__Study questions__
**A)** In the forum post about the Isuzu Trooper gravity sensor, what voltage range should the sensor output at rest?
**B)** Write the next part of the forum post about replacing the Isuzu Trooper gravity sensor, picking up after its final sentence.

__Exercise passage__
===

Isuzu Trooper Gravity sensor failed and cant get one, but have idea to replace it

Thread Starter

sdowney717

Joined Jul 18, 2012
648
Please tell me if my idea will WORK, I include a wire schematic for the G sensor.

I have looked at the factory service manual wiring schematic, and it looks like it is a simple variable resistor divider can be used to replace it. The sensor is designed to detect bumpy roads
The output voltage back to PCM is supposed to be between 2.35 to 2.65 vdc for normal operation.
Reference voltage is 5vdc
Ground is well ground turned on by PCM

I am thinking use a 500 ohm pot and set the voltage to middle or 2.45vdc for the detection wire feeding back to the PCM
The amp load for 5vdc with a 500 ohm resistance from ref to gnd is 0.01 amps, so I doubt the PCM would have an issue with that low amps?

Here is a description of how it functions

The G-sensor is also known as the Rough-Road sensor. (1996 Trooper)96 Trooper-G-sensor-big.png

From Alldata.com:

The Gravity (G) sensor is a vertical Low-g (gravity) acceleration sensor. By sensing vertical acceleration caused by bumps or potholes in the road, the powertrain control module (PCM) can determine if the changes in crankshaft speed are due to engine misfire or are driveline induced. If the G sensor detects a rough road condition the PCM misfire detection diagnostic will be deactivated. The G sensor at rest output should be between 2.35 - 2.65 volts (+1G). During a rough road condition the voltage output can vary between 0.5 volt (-1G) and 4.5 volts (+3G).

===

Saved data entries
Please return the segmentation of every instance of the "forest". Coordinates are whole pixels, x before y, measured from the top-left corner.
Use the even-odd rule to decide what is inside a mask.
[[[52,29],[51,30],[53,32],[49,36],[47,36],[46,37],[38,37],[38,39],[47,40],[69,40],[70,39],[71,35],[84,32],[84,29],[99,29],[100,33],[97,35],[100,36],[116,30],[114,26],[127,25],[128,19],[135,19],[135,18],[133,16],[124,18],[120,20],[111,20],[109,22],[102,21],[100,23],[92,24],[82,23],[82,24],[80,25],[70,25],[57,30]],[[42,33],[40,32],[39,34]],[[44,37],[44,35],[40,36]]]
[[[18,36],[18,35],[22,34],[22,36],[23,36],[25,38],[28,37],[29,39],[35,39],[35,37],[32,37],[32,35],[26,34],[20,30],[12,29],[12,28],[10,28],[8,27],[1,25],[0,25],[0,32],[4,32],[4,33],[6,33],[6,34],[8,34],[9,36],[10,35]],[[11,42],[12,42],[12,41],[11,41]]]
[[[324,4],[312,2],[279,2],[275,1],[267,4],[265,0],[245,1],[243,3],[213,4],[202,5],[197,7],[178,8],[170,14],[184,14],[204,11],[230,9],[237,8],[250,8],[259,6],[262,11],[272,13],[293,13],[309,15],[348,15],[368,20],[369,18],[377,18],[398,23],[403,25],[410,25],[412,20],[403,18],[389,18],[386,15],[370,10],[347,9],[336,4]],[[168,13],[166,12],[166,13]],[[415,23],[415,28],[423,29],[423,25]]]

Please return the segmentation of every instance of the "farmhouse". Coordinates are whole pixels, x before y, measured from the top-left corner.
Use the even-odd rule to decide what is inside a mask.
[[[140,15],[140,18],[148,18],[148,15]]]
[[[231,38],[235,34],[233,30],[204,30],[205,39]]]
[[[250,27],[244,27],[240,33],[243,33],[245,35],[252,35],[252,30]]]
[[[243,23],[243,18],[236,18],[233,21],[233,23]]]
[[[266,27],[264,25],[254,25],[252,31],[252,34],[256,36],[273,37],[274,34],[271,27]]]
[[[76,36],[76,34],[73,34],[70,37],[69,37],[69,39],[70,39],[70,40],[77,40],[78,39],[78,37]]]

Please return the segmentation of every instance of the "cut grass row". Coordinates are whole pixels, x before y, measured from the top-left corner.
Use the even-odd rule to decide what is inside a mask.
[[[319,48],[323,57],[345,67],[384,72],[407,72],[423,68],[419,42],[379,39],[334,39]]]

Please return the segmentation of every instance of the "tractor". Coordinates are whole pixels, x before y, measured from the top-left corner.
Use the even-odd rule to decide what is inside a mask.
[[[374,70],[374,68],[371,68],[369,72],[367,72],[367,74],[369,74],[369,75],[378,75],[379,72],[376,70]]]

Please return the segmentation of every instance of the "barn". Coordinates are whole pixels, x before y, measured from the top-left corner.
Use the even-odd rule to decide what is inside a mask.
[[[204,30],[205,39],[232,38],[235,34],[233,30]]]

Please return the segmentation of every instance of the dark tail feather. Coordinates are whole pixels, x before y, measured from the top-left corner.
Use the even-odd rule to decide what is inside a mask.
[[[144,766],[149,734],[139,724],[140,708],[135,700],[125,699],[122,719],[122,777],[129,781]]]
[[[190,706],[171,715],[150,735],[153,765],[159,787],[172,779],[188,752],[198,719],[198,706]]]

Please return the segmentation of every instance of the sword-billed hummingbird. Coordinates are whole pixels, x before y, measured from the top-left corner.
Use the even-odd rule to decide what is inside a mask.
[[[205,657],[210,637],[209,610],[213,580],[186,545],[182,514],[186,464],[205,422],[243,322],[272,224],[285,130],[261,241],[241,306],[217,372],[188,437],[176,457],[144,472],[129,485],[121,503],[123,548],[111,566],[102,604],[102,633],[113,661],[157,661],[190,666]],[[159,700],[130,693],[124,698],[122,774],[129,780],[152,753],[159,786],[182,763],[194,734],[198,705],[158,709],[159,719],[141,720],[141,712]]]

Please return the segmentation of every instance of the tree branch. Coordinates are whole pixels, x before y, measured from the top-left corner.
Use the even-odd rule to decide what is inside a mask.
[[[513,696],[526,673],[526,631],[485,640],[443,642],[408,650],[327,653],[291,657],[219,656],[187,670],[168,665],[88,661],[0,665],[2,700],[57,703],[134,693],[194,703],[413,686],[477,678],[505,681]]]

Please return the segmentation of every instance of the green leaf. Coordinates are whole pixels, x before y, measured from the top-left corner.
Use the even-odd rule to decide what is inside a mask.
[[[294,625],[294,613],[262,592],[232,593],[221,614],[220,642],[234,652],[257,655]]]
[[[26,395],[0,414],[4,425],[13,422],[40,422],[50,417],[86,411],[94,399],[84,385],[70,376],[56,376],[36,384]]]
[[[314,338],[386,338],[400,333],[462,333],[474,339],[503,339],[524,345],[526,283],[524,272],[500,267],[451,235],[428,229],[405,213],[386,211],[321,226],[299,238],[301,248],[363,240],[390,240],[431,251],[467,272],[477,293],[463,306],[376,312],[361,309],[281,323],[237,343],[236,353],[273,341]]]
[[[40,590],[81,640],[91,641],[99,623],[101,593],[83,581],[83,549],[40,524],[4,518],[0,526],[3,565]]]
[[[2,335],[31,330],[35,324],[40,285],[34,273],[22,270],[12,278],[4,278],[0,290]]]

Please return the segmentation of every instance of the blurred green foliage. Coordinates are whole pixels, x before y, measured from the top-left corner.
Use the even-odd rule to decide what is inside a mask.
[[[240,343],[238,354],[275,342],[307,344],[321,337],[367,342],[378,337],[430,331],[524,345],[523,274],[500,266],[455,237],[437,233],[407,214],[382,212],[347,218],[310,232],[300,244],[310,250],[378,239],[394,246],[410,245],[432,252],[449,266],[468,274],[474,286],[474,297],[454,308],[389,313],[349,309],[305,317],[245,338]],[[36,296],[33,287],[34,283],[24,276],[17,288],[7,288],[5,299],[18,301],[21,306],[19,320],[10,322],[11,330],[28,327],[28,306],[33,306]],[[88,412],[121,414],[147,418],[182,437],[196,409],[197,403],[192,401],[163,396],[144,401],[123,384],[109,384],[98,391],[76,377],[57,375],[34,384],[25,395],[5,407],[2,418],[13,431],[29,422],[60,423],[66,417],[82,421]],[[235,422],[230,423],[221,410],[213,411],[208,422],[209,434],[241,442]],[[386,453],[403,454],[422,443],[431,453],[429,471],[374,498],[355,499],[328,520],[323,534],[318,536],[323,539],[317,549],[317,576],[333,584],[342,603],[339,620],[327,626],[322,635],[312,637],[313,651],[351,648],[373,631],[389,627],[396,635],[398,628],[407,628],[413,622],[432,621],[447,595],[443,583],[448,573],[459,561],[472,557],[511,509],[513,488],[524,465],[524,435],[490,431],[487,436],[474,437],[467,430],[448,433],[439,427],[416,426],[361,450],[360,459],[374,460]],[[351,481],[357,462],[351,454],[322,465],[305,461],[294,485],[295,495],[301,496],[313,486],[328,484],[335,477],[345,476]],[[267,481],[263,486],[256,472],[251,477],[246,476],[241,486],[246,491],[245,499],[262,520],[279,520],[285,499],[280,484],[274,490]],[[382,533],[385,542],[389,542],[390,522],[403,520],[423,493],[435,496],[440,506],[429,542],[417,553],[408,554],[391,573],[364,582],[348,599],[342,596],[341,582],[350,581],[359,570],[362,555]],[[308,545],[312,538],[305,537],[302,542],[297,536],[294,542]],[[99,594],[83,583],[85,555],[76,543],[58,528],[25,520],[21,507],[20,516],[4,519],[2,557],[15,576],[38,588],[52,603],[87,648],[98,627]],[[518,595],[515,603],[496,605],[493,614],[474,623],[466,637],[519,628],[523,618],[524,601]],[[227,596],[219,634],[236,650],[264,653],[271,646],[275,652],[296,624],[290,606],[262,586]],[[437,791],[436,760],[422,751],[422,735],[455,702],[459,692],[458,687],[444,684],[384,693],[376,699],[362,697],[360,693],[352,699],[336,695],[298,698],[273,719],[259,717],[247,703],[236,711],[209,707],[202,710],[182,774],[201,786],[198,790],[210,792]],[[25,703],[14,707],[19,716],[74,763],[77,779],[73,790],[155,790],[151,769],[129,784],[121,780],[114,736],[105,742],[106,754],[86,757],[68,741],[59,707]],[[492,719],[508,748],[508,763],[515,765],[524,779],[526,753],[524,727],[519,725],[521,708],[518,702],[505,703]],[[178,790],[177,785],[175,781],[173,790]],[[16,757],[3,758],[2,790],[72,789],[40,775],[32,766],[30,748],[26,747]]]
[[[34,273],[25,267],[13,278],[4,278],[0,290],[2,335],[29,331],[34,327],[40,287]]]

===

__Expected responses__
**A)** Between 2.35 and 2.65 volts (+1G).

**B)**
 
Last edited:

Picbuster

Joined Dec 2, 2013
979
Please tell me if my idea will WORK, I include a wire schematic for the G sensor.

I have looked at the factory service manual wiring schematic, and it looks like it is a simple variable resistor divider can be used to replace it. The sensor is designed to detect bumpy roads
The output voltage back to PCM is supposed to be between 2.35 to 2.65 vdc for normal operation.
Reference voltage is 5vdc
Ground is well ground turned on by PCM

I am thinking use a 500 ohm pot and set the voltage to middle or 2.45vdc for the detection wire feeding back to the PCM
The amp load for 5vdc with a 500 ohm resistance from ref to gnd is 0.01 amps, so I doubt the PCM would have an issue with that low amps?

Here is a description of how it functions

The G-sensor is also known as the Rough-Road sensor. (1996 Trooper)View attachment 187285

From Alldata.com:

The Gravity (G) sensor is a vertical Low-g (gravity) acceleration sensor. By sensing vertical acceleration caused by bumps or potholes in the road, the powertrain control module (PCM) can determine if the changes in crankshaft speed are due to engine misfire or are driveline induced. If the G sensor detects a rough road condition the PCM misfire detection diagnostic will be deactivated. The G sensor at rest output should be between 2.35 - 2.65 volts (+1G). During a rough road condition the voltage output can vary between 0.5 volt (-1G) and 4.5 volts (+3G).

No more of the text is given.